■ **SOURCE DOCUMENT**:
A Collection of Kisses: Part 3

I believe in greetings.

“Goodbye,” “Hello,” “I miss you,” “How was your day?” – These are the coffee of relationships, what we drink every morning to sustain us through the day. They hold great power in their mundane consistency. They are invitations to know a person better, to live among each other, to share in joys and sorrows together. Sometimes we don’t take them that way. “Good,” we say, and move on. But sometimes we say “I miss you too. Yesterday I saw a poem that made me think of you…” and a tiny fragment of a shared story is glued in place.

When I think of France, I think of these moments of greeting and farewell. They were more potent than in normal life: sometimes because I was meeting a person or a place for the first time, sometimes because I was returning after more than two years of absence, and sometimes because they were the only portions of a conversation I understood.

Yet there was something about them – these unhurried moments of making and confirming relationships – that knit my time in France together. And so as I share my memories of that time with you, dear reader (which will happen in several parts here and there), I share them in the spirit of greeting – moments where my story got glued into that of another time and place.


“Welcome”

Getting to the Alps is one of the scarier experiences of my life.

I take a train from Paris into Italy, straining to hear the announcements (which are in French) and craning my neck to see signposts as the train slows and gathers speed. My stop is a tiny town just over the border, where a Great Uncle I’ve never met will pick me up from the station and drive me back into France. If I miss the platform, I’ll end up in Rome, alone in the dusk, without a return ticket. If I miss my Great Uncle, I’ll end up in a tiny Italian village, alone in the dusk, without a return ticket. I don’t speak French. My Great Uncle doesn’t speak English. Neither of us speak Italian. What could go wrong?

■ **DATA EXTRACT**:
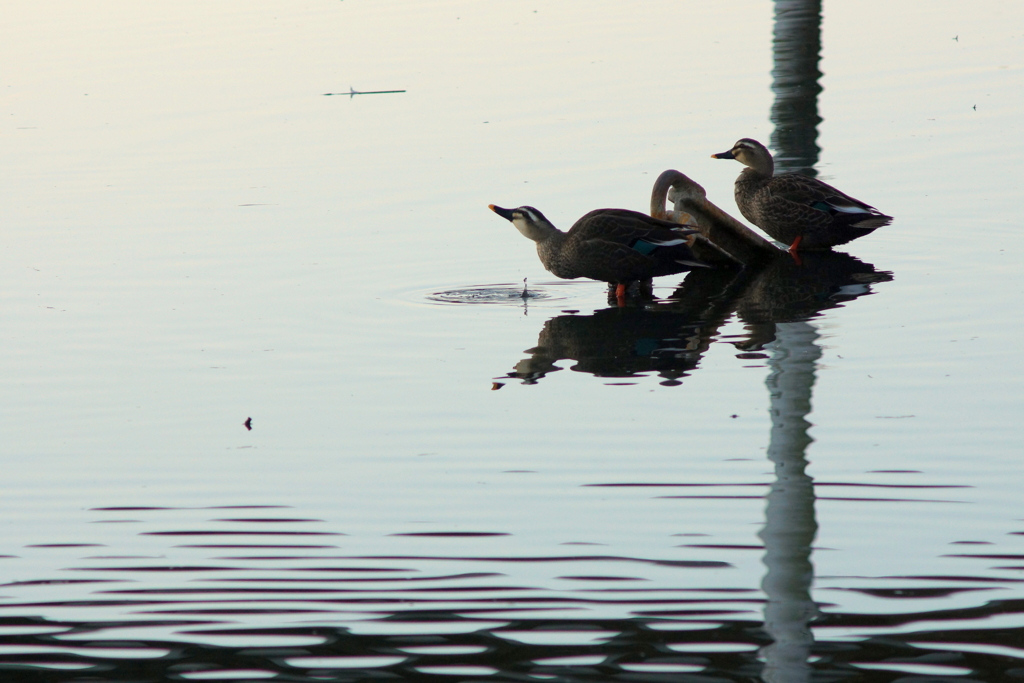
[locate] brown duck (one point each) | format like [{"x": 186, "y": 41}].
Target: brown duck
[
  {"x": 797, "y": 210},
  {"x": 614, "y": 246}
]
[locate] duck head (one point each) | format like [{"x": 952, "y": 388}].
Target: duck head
[
  {"x": 527, "y": 220},
  {"x": 750, "y": 153}
]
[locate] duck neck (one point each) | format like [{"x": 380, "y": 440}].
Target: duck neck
[
  {"x": 541, "y": 232},
  {"x": 660, "y": 193},
  {"x": 761, "y": 167}
]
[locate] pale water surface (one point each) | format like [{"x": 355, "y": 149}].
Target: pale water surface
[{"x": 808, "y": 473}]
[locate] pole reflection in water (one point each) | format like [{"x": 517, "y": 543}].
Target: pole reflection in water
[{"x": 790, "y": 524}]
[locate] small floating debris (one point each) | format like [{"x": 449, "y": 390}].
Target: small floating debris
[
  {"x": 352, "y": 92},
  {"x": 500, "y": 294}
]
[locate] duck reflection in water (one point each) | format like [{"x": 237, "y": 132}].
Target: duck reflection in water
[{"x": 670, "y": 336}]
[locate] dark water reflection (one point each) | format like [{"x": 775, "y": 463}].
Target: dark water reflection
[
  {"x": 669, "y": 336},
  {"x": 269, "y": 593}
]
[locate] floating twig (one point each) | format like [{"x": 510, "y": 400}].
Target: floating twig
[{"x": 352, "y": 92}]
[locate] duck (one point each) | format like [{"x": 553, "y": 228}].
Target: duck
[
  {"x": 615, "y": 246},
  {"x": 797, "y": 210}
]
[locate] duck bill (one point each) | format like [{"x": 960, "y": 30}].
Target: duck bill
[{"x": 504, "y": 213}]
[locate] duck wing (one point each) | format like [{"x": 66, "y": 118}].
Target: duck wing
[{"x": 819, "y": 203}]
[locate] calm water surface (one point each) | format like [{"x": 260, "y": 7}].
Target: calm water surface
[{"x": 797, "y": 473}]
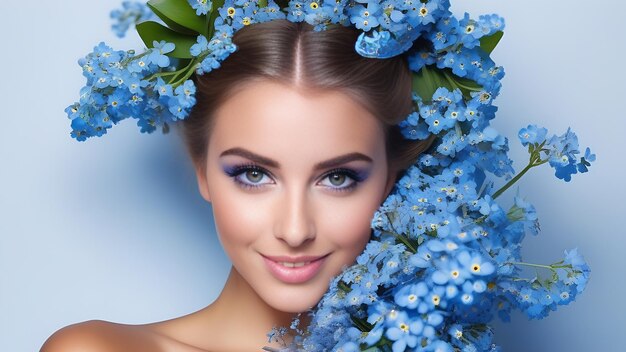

■ **TASK**: Please pull from the greetings essay the passage that starts at the words "I believe in" and stops after "glued in place.", copying it word for word.

■ **TASK SOLUTION**:
I believe in greetings.

“Goodbye,” “Hello,” “I miss you,” “How was your day?” – These are the coffee of relationships, what we drink every morning to sustain us through the day. They hold great power in their mundane consistency. They are invitations to know a person better, to live among each other, to share in joys and sorrows together. Sometimes we don’t take them that way. “Good,” we say, and move on. But sometimes we say “I miss you too. Yesterday I saw a poem that made me think of you…” and a tiny fragment of a shared story is glued in place.